STATED TASK:
Repeat the listing below in full, exactly as it stands.

GIVEN ENTRIES:

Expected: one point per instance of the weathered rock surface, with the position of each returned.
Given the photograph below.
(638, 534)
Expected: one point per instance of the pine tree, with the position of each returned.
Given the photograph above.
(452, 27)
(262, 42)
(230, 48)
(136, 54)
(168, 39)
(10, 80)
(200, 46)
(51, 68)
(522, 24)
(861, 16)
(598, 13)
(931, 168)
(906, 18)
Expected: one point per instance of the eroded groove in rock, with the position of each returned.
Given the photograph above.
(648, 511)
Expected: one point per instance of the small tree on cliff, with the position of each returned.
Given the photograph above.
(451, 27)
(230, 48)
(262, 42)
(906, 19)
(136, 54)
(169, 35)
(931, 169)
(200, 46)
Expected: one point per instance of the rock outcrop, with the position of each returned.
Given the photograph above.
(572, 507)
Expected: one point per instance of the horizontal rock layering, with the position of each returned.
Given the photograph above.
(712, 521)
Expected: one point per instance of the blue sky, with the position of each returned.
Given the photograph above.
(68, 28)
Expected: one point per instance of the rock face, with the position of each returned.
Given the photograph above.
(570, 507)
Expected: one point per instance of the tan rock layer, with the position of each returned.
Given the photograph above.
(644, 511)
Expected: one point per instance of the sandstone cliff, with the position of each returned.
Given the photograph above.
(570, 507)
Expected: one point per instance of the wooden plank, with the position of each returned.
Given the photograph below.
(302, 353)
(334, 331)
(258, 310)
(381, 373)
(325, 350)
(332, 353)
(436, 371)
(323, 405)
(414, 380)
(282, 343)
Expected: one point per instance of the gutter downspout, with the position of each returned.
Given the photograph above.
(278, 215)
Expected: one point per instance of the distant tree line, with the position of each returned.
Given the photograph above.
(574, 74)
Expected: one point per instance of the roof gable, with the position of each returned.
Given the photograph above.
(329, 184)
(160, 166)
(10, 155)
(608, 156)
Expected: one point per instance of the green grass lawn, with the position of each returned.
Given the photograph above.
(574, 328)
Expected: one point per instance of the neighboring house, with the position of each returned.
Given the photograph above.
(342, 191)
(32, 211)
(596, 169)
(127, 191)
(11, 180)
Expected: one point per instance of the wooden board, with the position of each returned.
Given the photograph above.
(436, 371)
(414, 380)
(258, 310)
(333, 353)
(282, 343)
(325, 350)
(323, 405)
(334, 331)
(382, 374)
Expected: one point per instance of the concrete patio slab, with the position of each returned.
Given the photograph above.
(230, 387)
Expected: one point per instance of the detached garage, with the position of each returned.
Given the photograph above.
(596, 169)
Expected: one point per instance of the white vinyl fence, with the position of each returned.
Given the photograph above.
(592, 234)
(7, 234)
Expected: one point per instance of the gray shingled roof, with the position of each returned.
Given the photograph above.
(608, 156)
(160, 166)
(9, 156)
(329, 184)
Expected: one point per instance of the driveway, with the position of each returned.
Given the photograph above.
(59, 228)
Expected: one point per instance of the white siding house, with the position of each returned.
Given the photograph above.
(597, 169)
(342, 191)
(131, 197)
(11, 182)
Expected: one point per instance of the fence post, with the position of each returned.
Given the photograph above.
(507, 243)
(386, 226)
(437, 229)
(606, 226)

COMPLETED EXERCISE:
Expected: one point per instance of the weathered rock surface, with the position of each returned.
Given the photograph below.
(638, 534)
Expected: one point per instance of the pine tree, with the position of each returned.
Given the photograph above.
(452, 27)
(262, 42)
(230, 48)
(136, 54)
(168, 39)
(10, 80)
(200, 46)
(51, 68)
(522, 24)
(861, 16)
(598, 13)
(931, 168)
(906, 18)
Expected: one point per instance of the eroded groove in rock, with the position of each returned.
Given the photograph above.
(648, 511)
Expected: one point per instance of the small tree on cliff, with the position of each returned.
Given the photograph above.
(451, 27)
(230, 48)
(262, 42)
(906, 19)
(136, 54)
(169, 35)
(931, 169)
(200, 46)
Expected: one point per instance of the rock outcrop, with the position of each returned.
Given the photograph above.
(572, 507)
Expected: one point per instance of the horizontal rock layering, with the position of each returned.
Given the photograph above.
(712, 521)
Expected: one point per instance of the blue sky, with the position of each returned.
Given the photograph above.
(68, 28)
Expected: one point per instance of the rock face, with the position of each returned.
Given the photograph above.
(570, 507)
Expected: one point per instance of the tan rock layer, with the position of each returned.
Given the photograph above.
(644, 511)
Expected: one point per instance of the sandstone cliff, with the position of each returned.
Given the photograph above.
(570, 507)
Expected: one point per instance of the wooden plank, with the position of each returned.
Given the photograph below.
(302, 353)
(334, 331)
(258, 310)
(381, 373)
(325, 350)
(332, 353)
(436, 371)
(323, 405)
(414, 380)
(282, 343)
Expected: one point per instance of the gutter downspout, with the position of each returned.
Given the photograph above.
(278, 215)
Expected: one point per instance of the distant tree line, with the position of each returned.
Given the photograph above.
(574, 74)
Expected: one point per instance of the roof gable, with the position of each returned.
Given the photograph above.
(329, 184)
(160, 166)
(10, 155)
(608, 156)
Expected: one point per instance of the green grass lawn, with the position of each returned.
Given the photograph above.
(574, 328)
Expected: one point per instance of the neighboring house, with the position of each returned.
Given the photograph above.
(342, 191)
(32, 211)
(596, 169)
(127, 191)
(11, 180)
Expected: one point per instance of the wooden board, with the position of each returned.
Given the photograph above.
(436, 371)
(414, 380)
(258, 310)
(333, 353)
(282, 343)
(325, 350)
(323, 405)
(334, 331)
(382, 374)
Expected: one point per instance of the concrete patio slab, with the position of each returned.
Given the photograph above.
(230, 387)
Expected: one point per instance of the detached garage, with the position of each returned.
Given the photograph above.
(596, 169)
Expected: one point per instance of the white vinyl fence, with the position of each returned.
Given the photograph above.
(592, 234)
(7, 234)
Expected: one point per instance of the gray shingled roof, with the position of each returned.
Given the photograph above.
(608, 156)
(160, 166)
(9, 156)
(329, 184)
Expected: one point per instance of the driveway, with the position of each returned.
Given the photograph above.
(59, 228)
Expected: one point per instance of the white siding house, with the position of each returned.
Given the photograph above.
(597, 169)
(342, 191)
(131, 197)
(11, 182)
Expected: one point per instance of the fence post, with the position of each returned.
Given the photograph above.
(507, 243)
(386, 226)
(437, 229)
(606, 226)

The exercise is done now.